- [Exercise details] Summarize the passage on RRM2 in clear-cell renal cell carcinoma in two sentences.

- [Passage shown]
Ribonucleotide reductase subunit M2 as a novel target for clear-cell renal cell carcinoma.

Background: Sufficient supply of deoxyribonucleoside triphosphates (dNTPs) is required for the uncontrolled replication of cancers. The current study aimed to investigate the biological and clinical role of ribonucleotide reductase subunit M2 (RRM2), a key enzyme regulating the dNTP pool, in clear-cell renal cell carcinoma (ccRCC).
Methods: The expression of RRM2 on disease progression and patient outcome was assessed in ccRCC. Then, the effect of RRM2 inhibition on renal cell carcinoma (RCC) growth using siRNA or Triapine, an RRM2-specific inhibitor, was characterized in RCC cell lines.
Results: The expression of RRM2 was up-regulated in ccRCC tissues as compared to the normal tissues. Patients with high RRM2 expression tend to have advanced pT stages, high Fuhrman grades, and shortened overall survival (OS). RRM2-siRNAs or Triapine significantly inhibited the cell growth by inducing G0/G1 cell cycle arrest in RCC cells through the attenuation of dNTP pool. Conclusions: The current results provided evidence that RRM2 might act as a novel target for ccRCC, and exploration of nonnucleoside, reversible, small-molecule inhibitors against RRM2 could be promising.

Introduction

Clear-cell renal cell carcinoma (ccRCC) is the most common histological subtype of renal cell carcinoma, accounting for almost 80% of all the kidney cancers. Approximately, 30% of the patients were diagnosed with advanced or metastatic disease at the first visit to the hospital. Although targeted therapies that inhibit the vascular endothelial growth factor (VEGF) and mammalian target of rapamycin (mTOR) pathways have achieved considerable clinical responses and improve the progression-free survival (PFS) and overall survival (OS) of RCC patients, their efficiencies are palliative. Hence, the novel therapeutic strategy is an urgent requisite.

Saved entries
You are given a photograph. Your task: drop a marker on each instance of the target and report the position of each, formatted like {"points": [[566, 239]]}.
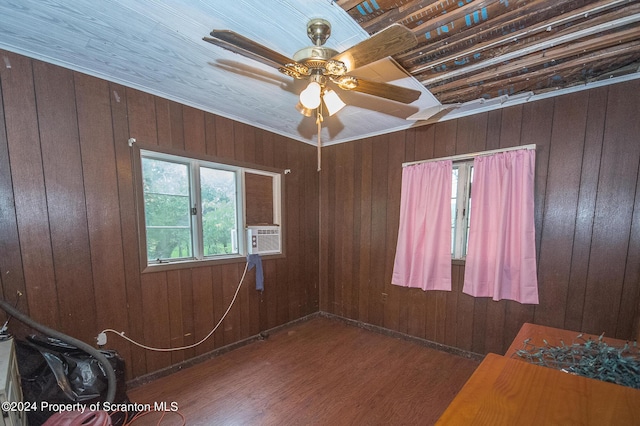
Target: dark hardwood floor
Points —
{"points": [[317, 372]]}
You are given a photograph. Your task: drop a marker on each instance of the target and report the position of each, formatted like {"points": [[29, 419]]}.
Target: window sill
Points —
{"points": [[190, 264]]}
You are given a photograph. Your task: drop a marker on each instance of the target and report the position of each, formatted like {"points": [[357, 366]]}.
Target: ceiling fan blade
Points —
{"points": [[234, 42], [387, 91], [393, 39]]}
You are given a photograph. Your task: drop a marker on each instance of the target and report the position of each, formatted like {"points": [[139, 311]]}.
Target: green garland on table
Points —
{"points": [[588, 358]]}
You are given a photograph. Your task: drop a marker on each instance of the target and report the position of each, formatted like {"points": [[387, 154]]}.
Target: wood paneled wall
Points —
{"points": [[68, 238], [587, 222]]}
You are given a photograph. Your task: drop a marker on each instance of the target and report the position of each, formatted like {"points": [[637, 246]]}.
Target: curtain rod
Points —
{"points": [[462, 157]]}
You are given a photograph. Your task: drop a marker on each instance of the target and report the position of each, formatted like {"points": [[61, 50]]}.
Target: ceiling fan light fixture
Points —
{"points": [[304, 111], [310, 97], [332, 101]]}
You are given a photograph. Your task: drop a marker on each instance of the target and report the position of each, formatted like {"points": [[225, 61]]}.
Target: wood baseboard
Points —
{"points": [[139, 381]]}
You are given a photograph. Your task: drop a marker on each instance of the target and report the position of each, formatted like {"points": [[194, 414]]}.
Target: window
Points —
{"points": [[196, 210], [460, 208]]}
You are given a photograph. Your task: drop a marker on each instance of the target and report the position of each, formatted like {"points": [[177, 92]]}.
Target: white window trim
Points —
{"points": [[138, 151], [462, 210]]}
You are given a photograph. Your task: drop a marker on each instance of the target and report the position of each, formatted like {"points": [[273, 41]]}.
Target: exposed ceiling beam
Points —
{"points": [[543, 27], [624, 36], [615, 50]]}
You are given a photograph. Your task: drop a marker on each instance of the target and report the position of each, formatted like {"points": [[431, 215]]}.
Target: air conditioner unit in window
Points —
{"points": [[263, 239]]}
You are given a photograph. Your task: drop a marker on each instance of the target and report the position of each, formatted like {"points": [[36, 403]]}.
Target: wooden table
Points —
{"points": [[554, 336], [505, 391]]}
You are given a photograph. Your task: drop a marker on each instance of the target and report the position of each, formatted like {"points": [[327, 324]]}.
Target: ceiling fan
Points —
{"points": [[321, 65]]}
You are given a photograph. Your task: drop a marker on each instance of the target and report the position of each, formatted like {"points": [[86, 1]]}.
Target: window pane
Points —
{"points": [[166, 209], [454, 202], [219, 211], [466, 245]]}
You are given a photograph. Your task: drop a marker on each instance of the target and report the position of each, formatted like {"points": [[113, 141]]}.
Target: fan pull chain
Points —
{"points": [[319, 123]]}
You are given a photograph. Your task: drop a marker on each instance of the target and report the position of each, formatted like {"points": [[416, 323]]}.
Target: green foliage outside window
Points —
{"points": [[168, 218]]}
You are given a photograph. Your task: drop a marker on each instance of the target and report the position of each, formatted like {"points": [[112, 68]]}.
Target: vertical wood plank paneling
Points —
{"points": [[365, 224], [176, 120], [25, 156], [614, 212], [338, 249], [101, 186], [156, 319], [310, 188], [11, 272], [174, 299], [328, 200], [210, 134], [203, 312], [136, 361], [563, 186], [142, 117], [217, 306], [194, 130], [224, 137], [295, 231], [231, 326], [325, 226], [62, 165], [356, 231], [630, 300], [270, 294], [379, 206], [395, 317], [163, 122], [590, 171]]}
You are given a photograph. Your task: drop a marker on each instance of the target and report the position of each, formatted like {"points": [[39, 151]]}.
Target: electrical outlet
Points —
{"points": [[102, 339]]}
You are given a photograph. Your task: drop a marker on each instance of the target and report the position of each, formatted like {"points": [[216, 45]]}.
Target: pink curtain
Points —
{"points": [[501, 257], [423, 253]]}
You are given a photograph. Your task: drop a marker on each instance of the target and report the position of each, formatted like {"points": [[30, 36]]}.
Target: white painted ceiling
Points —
{"points": [[156, 46]]}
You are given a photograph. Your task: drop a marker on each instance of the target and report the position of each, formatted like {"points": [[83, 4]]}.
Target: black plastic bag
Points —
{"points": [[56, 372]]}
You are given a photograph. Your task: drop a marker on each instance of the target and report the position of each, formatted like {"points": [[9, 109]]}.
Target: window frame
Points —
{"points": [[240, 168], [463, 197]]}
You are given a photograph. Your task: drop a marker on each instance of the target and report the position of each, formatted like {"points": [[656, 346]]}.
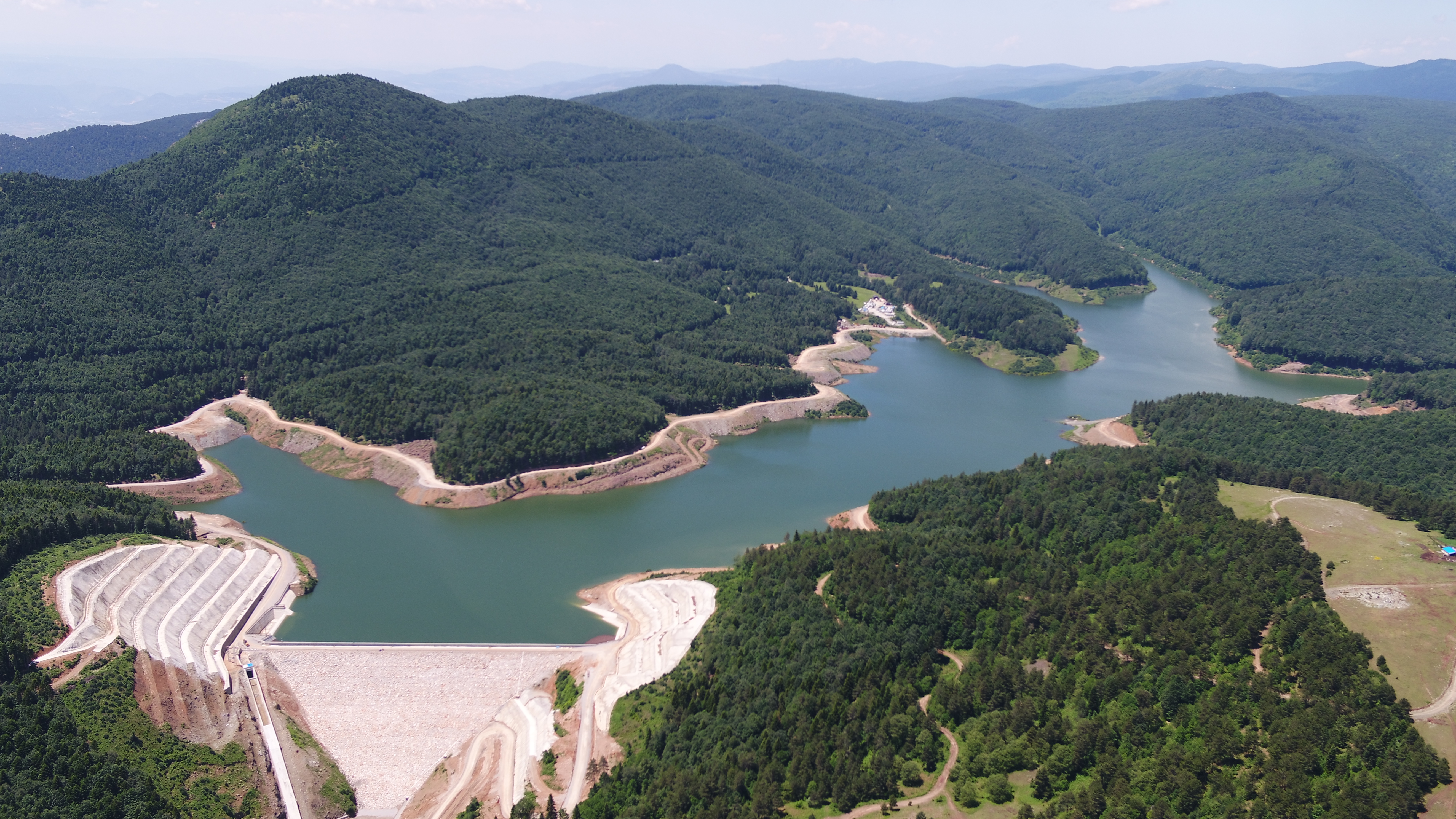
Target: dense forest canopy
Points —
{"points": [[89, 751], [1417, 136], [1433, 390], [1366, 324], [528, 282], [1327, 197], [92, 149], [953, 186], [1413, 451], [1119, 568], [1247, 190]]}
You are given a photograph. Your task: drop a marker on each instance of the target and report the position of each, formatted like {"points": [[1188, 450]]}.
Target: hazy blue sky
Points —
{"points": [[435, 34]]}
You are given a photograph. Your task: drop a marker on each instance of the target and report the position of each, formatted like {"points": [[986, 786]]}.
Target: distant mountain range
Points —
{"points": [[1047, 87], [40, 97]]}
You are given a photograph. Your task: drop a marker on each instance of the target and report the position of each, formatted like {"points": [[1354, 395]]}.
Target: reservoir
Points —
{"points": [[509, 573]]}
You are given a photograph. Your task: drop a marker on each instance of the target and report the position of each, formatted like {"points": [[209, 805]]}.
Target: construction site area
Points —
{"points": [[408, 731]]}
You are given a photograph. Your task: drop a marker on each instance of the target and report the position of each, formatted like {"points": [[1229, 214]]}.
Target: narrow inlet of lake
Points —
{"points": [[509, 573]]}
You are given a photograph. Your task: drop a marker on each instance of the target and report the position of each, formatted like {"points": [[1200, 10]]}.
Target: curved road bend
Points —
{"points": [[940, 783]]}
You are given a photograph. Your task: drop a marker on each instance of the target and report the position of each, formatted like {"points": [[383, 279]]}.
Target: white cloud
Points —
{"points": [[430, 5], [1136, 5], [842, 30]]}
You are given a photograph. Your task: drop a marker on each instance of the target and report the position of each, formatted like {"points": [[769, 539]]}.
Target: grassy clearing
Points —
{"points": [[334, 789], [863, 295], [22, 591], [1369, 548], [1077, 358], [331, 460]]}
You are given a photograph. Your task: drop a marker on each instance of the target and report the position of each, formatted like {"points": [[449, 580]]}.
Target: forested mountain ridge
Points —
{"points": [[1122, 570], [1331, 200], [528, 282], [953, 186], [1401, 464], [1246, 190], [92, 149], [1361, 324]]}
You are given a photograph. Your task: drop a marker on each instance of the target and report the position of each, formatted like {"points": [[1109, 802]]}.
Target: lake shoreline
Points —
{"points": [[675, 451]]}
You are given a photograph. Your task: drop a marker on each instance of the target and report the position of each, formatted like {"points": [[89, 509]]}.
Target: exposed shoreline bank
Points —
{"points": [[678, 449], [1107, 432]]}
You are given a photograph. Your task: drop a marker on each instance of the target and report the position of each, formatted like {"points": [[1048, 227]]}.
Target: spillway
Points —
{"points": [[180, 603]]}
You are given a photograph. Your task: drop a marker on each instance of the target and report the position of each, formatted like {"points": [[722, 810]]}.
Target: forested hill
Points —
{"points": [[1331, 197], [528, 282], [1403, 464], [1117, 568], [953, 184], [92, 149], [1246, 190]]}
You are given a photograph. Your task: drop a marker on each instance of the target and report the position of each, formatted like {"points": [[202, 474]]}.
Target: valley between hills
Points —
{"points": [[512, 298]]}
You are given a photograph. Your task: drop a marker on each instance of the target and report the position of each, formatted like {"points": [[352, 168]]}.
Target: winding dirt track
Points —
{"points": [[940, 783]]}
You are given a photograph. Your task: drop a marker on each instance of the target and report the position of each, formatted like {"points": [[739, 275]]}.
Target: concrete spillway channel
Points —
{"points": [[183, 604]]}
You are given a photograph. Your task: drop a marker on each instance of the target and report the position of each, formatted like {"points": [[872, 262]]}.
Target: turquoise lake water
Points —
{"points": [[509, 573]]}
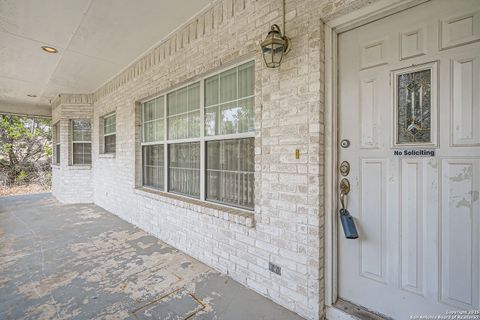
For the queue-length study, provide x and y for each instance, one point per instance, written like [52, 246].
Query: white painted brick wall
[289, 115]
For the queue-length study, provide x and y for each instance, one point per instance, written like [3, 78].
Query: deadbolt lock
[344, 186]
[344, 168]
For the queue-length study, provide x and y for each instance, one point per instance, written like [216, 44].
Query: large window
[81, 142]
[56, 129]
[109, 133]
[229, 101]
[183, 133]
[184, 112]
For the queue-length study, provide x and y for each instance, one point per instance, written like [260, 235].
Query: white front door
[409, 86]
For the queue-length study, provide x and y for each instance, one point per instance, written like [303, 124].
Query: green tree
[25, 148]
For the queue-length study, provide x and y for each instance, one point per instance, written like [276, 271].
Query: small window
[56, 129]
[184, 168]
[153, 166]
[109, 133]
[81, 142]
[230, 172]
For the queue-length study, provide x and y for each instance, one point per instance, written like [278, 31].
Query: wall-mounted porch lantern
[275, 45]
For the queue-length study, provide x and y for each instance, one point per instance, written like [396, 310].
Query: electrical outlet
[274, 268]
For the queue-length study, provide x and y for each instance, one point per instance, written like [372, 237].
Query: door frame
[332, 29]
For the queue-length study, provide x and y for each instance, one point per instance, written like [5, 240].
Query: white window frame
[202, 139]
[80, 142]
[109, 115]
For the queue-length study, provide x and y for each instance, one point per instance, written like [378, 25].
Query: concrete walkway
[81, 262]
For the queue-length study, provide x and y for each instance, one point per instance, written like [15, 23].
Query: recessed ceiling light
[49, 49]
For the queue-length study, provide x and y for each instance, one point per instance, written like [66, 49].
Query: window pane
[81, 130]
[57, 133]
[159, 107]
[109, 124]
[153, 121]
[414, 107]
[211, 91]
[228, 85]
[194, 97]
[148, 111]
[82, 153]
[184, 168]
[228, 118]
[194, 124]
[148, 132]
[246, 115]
[178, 127]
[109, 144]
[159, 132]
[235, 114]
[246, 80]
[230, 172]
[183, 114]
[211, 120]
[153, 166]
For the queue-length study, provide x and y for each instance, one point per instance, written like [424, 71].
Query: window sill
[235, 215]
[106, 155]
[80, 167]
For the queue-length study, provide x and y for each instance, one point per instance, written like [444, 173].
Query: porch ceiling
[96, 39]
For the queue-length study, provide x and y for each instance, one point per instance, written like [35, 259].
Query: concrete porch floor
[81, 262]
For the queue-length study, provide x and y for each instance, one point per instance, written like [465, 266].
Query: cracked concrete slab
[81, 262]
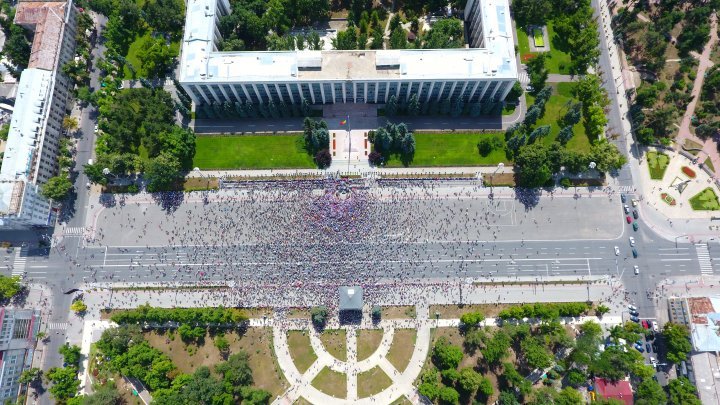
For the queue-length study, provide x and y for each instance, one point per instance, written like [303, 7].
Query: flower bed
[688, 172]
[669, 200]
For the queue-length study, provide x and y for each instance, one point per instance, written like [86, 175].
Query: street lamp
[492, 178]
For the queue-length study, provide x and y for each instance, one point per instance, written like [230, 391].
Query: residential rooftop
[47, 19]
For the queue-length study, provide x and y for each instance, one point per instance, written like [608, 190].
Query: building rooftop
[705, 327]
[201, 63]
[47, 19]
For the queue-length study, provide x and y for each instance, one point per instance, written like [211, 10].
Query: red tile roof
[620, 390]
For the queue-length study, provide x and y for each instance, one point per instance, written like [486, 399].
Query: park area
[657, 163]
[559, 59]
[251, 152]
[705, 200]
[453, 149]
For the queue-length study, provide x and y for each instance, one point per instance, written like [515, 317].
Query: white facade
[483, 73]
[30, 157]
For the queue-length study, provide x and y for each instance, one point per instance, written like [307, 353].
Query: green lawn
[555, 109]
[538, 37]
[705, 200]
[331, 382]
[657, 163]
[559, 61]
[452, 149]
[251, 152]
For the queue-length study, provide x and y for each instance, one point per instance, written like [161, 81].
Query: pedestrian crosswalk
[703, 258]
[58, 325]
[74, 231]
[524, 78]
[20, 262]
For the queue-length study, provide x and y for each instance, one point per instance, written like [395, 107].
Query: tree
[535, 353]
[163, 172]
[391, 106]
[677, 339]
[70, 123]
[531, 12]
[398, 39]
[649, 392]
[469, 380]
[78, 307]
[323, 158]
[222, 344]
[9, 286]
[57, 188]
[65, 382]
[319, 316]
[682, 392]
[236, 370]
[472, 319]
[30, 376]
[606, 156]
[537, 71]
[496, 348]
[445, 33]
[532, 165]
[448, 395]
[445, 355]
[515, 93]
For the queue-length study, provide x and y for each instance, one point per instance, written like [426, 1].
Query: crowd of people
[280, 239]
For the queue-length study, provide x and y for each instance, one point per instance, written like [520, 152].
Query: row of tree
[575, 27]
[130, 355]
[191, 316]
[139, 119]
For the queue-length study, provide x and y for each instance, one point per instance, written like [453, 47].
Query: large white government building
[484, 71]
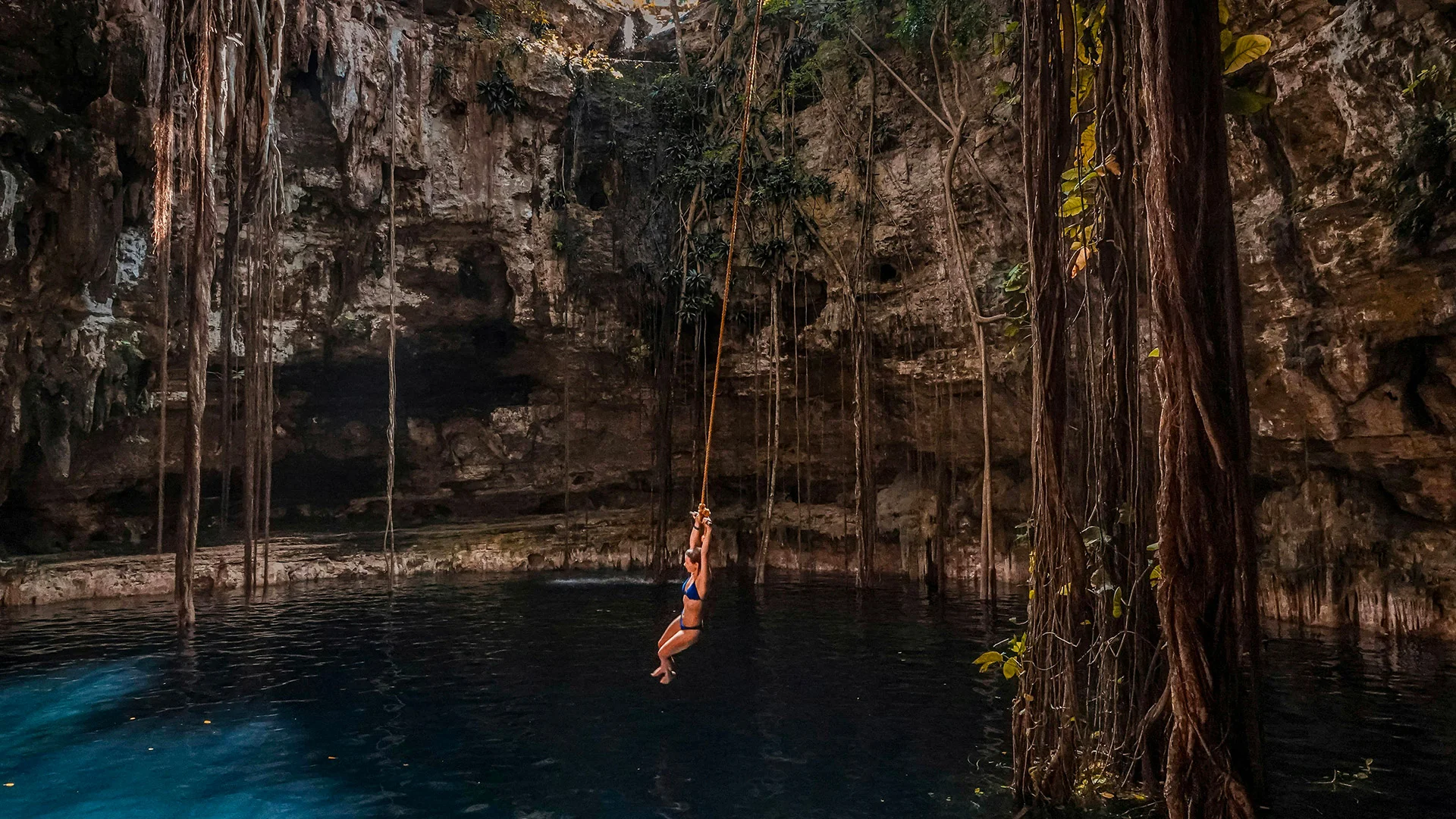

- [Result] RRM2, a key enzyme regulating the dNTP pool, was up-regulated in ccRCC tissues compared with normal tissues, and patients with high RRM2 expression tended to have advanced pT stages, high Fuhrman grades, and shortened overall survival. Blocking RRM2 with siRNA or Triapine significantly inhibited RCC cell growth by inducing G0/G1 cell cycle arrest through attenuation of the dNTP pool, which suggests RRM2 might act as a novel target for ccRCC.